_Extract:_
· · · ·

So it does cover all aspects.
As for attaching to a running JIT, this again needs some cooperation
from JIT environment.
> Then perf record could put that information into the perf.data.
>
> In theory that information could be passed through the kernel,
> but just using some user protocol (unix sockets or files) would be
> likely enough. The current interface uses files in /tmp.
> I would likely change that, it's not clear even if it's secure.
>
> It's likely a substantial project.
>
> It would be even useful for the kernel, as the kernel does JITing
> itself these days.
>
> -Andi
Hi Stephane,
On Tue, 22 Apr 2014 21:05:11 +0200, Stephane Eranian wrote:
> Hi Don,
>
> I have been working on the JIT code support for a while now.

· · · ·

_Listed entries:_
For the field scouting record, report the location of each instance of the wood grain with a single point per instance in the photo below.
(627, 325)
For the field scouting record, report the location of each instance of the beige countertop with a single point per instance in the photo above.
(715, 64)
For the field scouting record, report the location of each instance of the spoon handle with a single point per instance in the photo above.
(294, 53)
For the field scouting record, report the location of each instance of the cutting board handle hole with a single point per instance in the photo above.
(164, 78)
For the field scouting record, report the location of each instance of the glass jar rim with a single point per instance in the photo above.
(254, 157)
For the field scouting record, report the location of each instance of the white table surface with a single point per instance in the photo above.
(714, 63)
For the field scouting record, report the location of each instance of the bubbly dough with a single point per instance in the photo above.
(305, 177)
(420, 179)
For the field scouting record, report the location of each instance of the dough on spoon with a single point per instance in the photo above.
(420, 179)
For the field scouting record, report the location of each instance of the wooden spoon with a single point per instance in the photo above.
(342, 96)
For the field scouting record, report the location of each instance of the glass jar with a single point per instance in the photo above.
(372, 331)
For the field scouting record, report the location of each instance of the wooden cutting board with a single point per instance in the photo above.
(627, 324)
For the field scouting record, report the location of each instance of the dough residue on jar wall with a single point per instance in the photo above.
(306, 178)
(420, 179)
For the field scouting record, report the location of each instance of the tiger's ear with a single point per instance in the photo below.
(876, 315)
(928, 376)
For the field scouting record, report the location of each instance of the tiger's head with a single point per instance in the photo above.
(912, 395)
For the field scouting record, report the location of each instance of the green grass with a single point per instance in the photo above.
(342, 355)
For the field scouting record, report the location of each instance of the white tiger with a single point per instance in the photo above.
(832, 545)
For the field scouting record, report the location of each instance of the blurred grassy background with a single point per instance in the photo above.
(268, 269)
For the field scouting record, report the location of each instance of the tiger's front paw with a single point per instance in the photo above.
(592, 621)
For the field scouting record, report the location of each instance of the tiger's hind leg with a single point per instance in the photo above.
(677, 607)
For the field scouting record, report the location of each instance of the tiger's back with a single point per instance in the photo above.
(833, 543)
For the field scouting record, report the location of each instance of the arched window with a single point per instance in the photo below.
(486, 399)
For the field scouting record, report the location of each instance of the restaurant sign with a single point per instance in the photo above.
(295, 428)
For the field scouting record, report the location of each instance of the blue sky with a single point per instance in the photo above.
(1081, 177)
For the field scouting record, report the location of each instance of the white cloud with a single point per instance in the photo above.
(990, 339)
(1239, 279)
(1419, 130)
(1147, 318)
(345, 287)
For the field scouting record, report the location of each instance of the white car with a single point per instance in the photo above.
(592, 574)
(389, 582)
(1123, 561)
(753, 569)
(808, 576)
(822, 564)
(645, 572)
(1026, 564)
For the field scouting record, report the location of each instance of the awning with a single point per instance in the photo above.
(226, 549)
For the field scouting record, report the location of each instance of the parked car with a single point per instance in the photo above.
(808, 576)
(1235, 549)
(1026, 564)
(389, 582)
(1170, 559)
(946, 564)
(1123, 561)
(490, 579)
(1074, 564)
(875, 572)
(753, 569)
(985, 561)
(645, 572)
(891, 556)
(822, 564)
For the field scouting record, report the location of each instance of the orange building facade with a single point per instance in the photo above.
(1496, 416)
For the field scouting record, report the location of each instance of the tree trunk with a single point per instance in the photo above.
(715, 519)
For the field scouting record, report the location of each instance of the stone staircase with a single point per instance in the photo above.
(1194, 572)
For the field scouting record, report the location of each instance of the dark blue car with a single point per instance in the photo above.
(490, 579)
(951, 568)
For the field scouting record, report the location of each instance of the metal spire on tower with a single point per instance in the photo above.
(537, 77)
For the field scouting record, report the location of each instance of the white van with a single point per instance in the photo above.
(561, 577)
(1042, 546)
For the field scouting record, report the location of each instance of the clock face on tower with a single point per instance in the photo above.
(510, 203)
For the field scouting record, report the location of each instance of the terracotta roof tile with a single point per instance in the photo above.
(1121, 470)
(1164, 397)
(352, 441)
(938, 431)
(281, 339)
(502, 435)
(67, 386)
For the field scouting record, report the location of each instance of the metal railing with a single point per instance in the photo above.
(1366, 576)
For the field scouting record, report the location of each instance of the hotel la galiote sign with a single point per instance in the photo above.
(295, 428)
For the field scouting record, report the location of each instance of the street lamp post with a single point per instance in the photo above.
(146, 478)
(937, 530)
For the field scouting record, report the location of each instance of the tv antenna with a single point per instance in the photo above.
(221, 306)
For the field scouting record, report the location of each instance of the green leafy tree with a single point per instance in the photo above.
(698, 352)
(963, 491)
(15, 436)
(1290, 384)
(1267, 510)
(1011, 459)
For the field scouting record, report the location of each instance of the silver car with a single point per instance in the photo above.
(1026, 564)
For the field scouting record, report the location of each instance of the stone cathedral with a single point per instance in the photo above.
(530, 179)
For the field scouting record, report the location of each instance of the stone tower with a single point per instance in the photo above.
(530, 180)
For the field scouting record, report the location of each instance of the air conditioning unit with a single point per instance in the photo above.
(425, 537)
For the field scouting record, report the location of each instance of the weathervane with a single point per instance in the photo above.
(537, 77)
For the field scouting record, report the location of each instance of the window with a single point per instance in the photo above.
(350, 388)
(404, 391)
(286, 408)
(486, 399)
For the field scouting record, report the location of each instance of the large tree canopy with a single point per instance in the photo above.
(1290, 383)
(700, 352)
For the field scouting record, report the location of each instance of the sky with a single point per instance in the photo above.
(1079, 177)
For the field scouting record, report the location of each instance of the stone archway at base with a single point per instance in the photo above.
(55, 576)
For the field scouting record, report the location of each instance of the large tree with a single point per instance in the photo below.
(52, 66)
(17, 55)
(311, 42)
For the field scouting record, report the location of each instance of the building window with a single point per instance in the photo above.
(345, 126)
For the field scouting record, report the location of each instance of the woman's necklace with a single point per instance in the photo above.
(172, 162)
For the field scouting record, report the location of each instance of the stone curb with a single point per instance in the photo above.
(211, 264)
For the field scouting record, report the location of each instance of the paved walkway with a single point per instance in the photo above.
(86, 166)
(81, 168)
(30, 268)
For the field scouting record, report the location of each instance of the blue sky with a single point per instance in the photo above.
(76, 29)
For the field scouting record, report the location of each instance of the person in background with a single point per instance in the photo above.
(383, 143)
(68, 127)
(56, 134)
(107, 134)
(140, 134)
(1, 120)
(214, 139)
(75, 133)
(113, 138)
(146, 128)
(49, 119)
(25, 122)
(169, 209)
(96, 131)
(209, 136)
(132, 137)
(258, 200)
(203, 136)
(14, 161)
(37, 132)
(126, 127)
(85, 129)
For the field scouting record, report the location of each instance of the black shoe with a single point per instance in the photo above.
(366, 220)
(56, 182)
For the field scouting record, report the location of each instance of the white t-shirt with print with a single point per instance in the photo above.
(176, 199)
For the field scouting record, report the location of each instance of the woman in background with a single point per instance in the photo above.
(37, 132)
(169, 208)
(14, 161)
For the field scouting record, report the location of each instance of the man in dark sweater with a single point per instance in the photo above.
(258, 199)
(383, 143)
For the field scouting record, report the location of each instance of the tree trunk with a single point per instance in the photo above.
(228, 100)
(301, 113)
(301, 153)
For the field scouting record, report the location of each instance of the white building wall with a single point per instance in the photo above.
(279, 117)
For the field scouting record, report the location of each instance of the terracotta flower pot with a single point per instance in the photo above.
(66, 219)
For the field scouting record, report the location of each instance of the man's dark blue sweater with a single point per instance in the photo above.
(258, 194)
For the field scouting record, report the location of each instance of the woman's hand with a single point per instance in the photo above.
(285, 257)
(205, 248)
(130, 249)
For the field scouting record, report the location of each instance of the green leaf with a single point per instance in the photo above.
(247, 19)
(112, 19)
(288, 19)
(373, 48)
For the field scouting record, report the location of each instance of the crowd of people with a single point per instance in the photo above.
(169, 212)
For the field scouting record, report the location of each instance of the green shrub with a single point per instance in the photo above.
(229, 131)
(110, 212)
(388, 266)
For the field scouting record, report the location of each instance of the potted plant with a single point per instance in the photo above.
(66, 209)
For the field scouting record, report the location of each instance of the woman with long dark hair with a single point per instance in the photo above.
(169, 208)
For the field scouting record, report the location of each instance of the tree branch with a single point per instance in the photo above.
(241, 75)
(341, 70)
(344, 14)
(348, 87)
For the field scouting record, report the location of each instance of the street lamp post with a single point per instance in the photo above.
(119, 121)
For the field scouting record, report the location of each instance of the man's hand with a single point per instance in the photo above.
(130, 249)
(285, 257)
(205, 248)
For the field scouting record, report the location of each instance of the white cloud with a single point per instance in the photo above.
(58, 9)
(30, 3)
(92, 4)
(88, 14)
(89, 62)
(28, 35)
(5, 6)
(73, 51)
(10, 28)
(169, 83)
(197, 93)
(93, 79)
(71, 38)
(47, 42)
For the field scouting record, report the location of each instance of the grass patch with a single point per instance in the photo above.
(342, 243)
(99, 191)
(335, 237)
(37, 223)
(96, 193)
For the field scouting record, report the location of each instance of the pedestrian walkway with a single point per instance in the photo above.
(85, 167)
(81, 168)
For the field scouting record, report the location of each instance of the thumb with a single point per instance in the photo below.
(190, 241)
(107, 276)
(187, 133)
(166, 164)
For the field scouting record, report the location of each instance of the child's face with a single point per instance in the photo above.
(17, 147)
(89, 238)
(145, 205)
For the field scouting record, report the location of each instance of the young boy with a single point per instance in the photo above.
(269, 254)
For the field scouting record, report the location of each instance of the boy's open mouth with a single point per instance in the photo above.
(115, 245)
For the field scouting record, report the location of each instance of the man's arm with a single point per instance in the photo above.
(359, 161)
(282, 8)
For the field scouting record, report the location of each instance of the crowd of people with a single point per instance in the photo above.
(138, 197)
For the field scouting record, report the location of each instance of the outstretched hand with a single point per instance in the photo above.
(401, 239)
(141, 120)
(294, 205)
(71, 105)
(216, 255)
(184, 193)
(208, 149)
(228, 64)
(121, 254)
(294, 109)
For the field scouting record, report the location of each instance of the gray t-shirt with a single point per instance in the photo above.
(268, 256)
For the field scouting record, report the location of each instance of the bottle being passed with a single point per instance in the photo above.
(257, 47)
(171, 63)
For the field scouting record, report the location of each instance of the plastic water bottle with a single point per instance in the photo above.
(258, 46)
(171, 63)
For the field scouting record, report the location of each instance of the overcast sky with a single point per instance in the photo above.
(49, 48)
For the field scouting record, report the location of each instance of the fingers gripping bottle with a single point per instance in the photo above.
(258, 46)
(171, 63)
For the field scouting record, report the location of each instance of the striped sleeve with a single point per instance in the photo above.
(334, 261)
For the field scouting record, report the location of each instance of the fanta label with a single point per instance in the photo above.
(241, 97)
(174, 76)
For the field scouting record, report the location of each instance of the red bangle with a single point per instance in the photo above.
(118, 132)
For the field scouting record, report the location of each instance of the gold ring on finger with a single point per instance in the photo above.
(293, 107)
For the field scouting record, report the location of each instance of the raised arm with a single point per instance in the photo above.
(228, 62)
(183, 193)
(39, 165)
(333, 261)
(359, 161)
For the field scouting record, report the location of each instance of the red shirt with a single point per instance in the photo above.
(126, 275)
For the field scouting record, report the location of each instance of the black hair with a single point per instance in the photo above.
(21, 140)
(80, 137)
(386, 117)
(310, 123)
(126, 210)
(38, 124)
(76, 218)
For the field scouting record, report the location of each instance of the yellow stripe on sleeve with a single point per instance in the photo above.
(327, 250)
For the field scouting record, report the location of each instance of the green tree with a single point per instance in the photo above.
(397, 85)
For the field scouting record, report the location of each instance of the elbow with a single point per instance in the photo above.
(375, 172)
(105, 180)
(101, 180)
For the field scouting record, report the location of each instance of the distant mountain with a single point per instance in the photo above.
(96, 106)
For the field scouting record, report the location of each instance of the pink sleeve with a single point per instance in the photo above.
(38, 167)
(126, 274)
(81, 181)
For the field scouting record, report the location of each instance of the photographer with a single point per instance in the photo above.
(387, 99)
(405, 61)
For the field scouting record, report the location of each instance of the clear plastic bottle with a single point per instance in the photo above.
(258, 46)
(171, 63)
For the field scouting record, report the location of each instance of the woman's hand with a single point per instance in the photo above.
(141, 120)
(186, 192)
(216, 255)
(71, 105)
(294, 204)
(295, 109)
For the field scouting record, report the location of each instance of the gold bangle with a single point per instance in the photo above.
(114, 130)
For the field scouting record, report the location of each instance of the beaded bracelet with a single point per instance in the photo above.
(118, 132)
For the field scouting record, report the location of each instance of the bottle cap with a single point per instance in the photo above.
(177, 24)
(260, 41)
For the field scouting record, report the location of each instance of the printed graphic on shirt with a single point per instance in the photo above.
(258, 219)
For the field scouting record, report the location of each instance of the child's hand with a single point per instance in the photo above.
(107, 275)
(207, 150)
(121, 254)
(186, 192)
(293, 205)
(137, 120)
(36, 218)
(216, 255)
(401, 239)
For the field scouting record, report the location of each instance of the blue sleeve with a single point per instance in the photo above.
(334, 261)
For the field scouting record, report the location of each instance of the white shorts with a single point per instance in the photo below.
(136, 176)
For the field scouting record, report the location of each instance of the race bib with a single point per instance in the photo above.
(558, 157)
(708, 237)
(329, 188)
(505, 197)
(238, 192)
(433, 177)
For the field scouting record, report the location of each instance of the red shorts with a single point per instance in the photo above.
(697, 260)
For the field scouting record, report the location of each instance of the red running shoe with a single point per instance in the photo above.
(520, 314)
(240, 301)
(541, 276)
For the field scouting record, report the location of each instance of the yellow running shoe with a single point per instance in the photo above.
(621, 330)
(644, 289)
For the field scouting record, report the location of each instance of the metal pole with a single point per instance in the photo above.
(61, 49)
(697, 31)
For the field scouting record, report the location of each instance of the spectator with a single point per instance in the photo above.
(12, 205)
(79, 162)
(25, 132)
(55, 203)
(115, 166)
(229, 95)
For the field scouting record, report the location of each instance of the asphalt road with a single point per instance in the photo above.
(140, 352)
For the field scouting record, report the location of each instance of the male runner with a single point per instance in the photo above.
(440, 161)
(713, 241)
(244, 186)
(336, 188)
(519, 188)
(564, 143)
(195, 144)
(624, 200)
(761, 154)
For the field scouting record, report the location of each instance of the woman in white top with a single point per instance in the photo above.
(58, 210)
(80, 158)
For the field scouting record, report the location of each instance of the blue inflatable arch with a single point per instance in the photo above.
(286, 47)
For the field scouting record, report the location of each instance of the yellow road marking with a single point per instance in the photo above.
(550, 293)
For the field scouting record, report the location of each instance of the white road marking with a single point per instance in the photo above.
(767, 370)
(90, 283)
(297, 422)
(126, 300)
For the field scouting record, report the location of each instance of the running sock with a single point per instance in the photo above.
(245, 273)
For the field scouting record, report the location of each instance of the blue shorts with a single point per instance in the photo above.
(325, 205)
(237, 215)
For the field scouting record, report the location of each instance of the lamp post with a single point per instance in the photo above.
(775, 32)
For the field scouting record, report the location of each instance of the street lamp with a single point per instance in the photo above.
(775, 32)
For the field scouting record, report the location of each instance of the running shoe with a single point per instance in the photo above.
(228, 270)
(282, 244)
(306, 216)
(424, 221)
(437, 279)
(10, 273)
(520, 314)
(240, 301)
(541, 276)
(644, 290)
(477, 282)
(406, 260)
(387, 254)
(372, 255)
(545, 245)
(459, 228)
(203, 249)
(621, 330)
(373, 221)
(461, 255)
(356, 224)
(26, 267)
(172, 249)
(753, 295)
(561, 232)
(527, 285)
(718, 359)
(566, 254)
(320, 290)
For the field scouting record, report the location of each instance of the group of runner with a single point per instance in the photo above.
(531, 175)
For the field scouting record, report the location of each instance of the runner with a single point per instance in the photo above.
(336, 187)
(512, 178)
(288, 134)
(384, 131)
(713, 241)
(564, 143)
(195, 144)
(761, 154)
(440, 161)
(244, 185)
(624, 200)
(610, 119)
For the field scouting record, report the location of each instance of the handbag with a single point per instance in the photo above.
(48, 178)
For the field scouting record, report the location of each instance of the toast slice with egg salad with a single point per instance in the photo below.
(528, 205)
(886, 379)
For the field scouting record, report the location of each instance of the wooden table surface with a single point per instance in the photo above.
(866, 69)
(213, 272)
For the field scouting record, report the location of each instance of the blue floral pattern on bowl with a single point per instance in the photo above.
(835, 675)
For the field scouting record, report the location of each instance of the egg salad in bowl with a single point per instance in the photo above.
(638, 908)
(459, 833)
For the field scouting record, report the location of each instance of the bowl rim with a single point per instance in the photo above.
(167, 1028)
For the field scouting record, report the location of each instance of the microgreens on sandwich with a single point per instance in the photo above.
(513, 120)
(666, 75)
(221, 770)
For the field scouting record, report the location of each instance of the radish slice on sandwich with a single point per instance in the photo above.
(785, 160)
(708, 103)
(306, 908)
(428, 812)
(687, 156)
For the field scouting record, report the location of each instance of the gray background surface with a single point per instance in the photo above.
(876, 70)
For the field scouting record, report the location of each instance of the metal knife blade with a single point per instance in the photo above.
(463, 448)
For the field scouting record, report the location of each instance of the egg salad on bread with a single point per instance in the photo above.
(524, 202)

· · · ·

_Tasks:_
**1.** In one to three sentences, explain why the JIT profiling thread says the work would also be useful for the kernel.
**2.** Name every person mentioned in the JIT profiling thread.
**3.** Carry the JIT profiling thread forward from its last line.
The lines play no part in this exercise.

_Responses in order:_
**1.** The work would be useful for the kernel because the kernel does JITing itself these days.

**2.** Andi, Stephane Eranian, and Don.

**3.**
> I have something working well for more than Java now. It reuses
> some of the same principles as the OProfile support but extend
> them to support more advanced JIT features such as address
> recycling and code movements.
>
> I intend to contribute that code for perf once it is finalized.
> Note that it uses a module developed by Sonny Rao to
> export the perf timestamp time source via a posix-clock.
> This clock discussion has been going on for a while and
> never reached a conclusion. So I decided to go with the
> simple posix-clock module for the time being.
I'm looking forward to seeing your patches soon!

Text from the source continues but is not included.